Give back the listing from its start through the line containing "926,72,1167,727", inclusive, with "turbine tower" changed to "turbine mast" and everything else unchanged. Return only those lines.
┌──
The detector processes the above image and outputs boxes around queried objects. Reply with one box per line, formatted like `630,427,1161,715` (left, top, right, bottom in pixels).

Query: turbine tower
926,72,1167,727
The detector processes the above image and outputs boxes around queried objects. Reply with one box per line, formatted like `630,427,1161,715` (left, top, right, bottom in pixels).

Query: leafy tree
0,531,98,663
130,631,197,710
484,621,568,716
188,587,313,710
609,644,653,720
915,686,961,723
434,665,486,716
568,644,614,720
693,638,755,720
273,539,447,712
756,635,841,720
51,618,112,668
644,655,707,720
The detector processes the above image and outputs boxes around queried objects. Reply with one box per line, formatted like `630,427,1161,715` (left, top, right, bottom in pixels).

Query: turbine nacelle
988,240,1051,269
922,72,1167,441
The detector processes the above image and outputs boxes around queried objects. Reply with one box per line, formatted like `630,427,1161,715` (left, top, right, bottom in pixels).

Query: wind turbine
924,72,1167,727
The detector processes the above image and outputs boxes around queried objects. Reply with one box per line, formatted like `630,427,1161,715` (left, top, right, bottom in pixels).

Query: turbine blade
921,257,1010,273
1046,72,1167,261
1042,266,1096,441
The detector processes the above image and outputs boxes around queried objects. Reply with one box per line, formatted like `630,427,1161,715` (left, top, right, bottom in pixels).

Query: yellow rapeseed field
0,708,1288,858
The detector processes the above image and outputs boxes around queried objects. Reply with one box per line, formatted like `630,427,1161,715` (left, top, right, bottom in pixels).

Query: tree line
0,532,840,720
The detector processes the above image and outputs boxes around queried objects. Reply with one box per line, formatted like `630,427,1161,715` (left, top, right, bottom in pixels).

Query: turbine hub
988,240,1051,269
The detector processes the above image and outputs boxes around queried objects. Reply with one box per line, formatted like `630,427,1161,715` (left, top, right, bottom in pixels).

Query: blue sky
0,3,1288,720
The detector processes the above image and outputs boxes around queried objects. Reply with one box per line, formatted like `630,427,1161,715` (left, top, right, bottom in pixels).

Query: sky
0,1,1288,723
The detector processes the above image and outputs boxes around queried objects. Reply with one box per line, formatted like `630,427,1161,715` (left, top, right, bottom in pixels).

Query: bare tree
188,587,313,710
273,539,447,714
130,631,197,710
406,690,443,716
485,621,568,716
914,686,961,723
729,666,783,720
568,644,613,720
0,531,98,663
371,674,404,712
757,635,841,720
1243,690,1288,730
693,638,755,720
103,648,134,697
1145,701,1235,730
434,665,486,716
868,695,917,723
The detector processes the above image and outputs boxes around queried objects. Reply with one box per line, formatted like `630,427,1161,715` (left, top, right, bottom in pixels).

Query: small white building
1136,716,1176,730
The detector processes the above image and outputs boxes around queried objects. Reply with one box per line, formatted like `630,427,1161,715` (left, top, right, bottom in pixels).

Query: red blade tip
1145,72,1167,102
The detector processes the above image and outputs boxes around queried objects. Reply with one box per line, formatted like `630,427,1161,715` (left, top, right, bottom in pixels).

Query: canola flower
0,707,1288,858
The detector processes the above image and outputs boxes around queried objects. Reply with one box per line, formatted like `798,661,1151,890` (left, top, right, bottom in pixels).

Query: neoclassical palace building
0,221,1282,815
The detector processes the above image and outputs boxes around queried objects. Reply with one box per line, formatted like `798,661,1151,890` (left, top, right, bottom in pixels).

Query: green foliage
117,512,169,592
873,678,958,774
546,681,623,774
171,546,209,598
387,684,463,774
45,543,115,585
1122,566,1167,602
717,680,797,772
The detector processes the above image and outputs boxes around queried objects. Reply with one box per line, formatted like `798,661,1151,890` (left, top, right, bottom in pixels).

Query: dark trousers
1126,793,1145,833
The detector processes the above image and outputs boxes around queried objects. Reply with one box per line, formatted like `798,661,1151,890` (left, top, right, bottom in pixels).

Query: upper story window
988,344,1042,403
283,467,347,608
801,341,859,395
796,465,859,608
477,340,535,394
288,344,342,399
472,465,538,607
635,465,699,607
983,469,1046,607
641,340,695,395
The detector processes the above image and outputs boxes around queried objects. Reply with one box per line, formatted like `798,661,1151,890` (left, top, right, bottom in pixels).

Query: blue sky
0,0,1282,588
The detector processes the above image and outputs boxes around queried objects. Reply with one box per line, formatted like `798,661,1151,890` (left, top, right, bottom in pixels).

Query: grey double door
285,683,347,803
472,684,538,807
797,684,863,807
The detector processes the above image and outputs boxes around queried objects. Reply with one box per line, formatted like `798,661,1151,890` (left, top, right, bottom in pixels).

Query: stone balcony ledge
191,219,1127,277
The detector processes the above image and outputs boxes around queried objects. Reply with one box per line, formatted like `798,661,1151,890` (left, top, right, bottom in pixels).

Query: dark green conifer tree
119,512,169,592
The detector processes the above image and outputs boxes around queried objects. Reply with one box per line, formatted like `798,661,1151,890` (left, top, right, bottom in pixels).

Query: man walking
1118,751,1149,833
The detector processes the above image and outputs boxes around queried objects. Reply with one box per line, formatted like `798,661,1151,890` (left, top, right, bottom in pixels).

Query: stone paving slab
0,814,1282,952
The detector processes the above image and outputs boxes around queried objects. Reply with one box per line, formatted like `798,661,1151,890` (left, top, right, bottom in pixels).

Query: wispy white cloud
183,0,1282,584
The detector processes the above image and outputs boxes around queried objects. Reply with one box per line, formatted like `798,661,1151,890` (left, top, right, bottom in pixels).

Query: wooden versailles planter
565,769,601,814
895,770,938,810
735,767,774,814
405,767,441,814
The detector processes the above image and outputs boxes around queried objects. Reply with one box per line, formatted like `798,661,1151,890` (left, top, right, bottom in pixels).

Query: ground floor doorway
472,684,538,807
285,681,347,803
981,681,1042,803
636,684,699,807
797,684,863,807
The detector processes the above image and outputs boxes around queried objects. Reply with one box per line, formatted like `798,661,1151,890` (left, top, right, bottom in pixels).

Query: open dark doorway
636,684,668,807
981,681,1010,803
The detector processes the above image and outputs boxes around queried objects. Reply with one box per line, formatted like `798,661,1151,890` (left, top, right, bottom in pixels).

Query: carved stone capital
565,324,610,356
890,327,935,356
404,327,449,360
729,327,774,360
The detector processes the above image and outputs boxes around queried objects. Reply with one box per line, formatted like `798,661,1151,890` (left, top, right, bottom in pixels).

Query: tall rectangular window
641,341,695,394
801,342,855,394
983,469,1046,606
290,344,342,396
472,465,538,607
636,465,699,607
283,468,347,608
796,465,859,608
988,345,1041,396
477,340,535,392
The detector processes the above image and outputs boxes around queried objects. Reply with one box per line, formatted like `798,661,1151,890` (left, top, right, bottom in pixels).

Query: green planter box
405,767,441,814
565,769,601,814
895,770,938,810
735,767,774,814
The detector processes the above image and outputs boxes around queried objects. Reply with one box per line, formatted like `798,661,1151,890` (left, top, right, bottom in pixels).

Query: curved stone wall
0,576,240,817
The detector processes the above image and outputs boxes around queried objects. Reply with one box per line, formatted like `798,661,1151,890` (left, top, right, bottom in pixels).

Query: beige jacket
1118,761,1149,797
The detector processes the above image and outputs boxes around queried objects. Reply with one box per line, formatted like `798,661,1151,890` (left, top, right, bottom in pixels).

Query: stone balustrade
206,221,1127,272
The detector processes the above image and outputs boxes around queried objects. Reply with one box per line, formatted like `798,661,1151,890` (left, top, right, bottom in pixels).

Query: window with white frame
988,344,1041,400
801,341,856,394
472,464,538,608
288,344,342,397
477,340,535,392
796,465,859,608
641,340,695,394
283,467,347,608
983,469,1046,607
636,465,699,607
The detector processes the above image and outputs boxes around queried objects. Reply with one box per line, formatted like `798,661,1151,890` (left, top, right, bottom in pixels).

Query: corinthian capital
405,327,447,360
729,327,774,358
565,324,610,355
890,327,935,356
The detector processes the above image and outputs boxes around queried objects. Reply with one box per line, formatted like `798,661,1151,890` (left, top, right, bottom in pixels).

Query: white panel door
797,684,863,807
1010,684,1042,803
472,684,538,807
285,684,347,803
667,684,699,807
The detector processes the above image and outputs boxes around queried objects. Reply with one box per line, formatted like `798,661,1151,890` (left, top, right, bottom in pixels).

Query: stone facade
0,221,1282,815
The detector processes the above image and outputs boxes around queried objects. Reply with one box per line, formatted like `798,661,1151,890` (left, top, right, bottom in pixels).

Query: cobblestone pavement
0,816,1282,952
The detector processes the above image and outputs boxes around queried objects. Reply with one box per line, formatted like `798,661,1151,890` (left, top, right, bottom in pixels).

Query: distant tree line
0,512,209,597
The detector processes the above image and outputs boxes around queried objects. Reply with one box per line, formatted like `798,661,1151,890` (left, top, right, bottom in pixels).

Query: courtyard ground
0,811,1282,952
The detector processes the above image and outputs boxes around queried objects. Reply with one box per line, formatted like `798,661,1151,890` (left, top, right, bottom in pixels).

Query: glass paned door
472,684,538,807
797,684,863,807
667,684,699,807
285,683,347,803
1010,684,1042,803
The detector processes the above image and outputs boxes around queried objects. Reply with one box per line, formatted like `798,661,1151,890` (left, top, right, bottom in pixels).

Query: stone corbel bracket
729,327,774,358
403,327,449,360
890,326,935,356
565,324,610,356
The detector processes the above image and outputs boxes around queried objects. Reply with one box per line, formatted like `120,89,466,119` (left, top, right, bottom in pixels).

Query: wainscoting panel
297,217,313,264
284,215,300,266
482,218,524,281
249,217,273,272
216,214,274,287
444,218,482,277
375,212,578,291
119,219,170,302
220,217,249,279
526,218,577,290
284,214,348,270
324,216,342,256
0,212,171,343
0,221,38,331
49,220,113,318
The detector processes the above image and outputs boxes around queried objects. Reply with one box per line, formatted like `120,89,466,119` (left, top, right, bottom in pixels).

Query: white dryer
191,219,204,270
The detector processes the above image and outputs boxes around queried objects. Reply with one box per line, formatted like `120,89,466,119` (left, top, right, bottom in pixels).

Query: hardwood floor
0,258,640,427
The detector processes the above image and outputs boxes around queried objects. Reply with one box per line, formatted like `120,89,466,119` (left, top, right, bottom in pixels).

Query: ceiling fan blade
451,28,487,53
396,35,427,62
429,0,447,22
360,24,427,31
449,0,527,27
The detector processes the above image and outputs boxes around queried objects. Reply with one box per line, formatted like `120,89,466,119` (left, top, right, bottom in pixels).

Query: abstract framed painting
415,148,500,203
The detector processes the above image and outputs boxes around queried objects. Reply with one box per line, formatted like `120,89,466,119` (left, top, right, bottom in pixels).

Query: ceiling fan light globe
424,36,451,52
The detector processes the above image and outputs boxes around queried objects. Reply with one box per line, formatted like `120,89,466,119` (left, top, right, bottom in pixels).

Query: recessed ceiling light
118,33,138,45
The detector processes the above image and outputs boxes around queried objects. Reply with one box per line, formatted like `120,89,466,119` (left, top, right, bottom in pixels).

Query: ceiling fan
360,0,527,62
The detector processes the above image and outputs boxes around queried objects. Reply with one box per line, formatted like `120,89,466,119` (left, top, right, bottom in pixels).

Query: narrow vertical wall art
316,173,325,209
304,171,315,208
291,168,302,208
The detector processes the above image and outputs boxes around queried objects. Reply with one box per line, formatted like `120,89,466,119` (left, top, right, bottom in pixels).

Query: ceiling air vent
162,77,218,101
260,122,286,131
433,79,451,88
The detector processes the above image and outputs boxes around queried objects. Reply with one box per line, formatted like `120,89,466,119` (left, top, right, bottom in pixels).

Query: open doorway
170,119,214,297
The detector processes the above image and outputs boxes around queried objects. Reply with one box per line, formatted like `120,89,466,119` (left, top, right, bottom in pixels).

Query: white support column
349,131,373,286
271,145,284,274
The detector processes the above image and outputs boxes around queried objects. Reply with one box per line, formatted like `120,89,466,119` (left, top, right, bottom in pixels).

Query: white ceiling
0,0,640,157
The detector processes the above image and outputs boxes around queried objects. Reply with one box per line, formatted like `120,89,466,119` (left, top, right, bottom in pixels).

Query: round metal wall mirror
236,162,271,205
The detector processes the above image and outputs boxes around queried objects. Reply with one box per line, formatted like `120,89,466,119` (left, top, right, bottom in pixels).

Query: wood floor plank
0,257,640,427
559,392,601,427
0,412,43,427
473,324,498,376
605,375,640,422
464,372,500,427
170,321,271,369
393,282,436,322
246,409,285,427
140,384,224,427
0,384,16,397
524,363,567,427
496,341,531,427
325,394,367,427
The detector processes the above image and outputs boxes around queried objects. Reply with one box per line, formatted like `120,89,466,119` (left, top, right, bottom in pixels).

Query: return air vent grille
└──
Answer in full:
The detector processes the above image and outputs boxes around queried objects. Reply with one box per line, formatted like `630,427,1161,715` (left, top, right, bottom in pixels).

Query: turbine mast
926,72,1167,727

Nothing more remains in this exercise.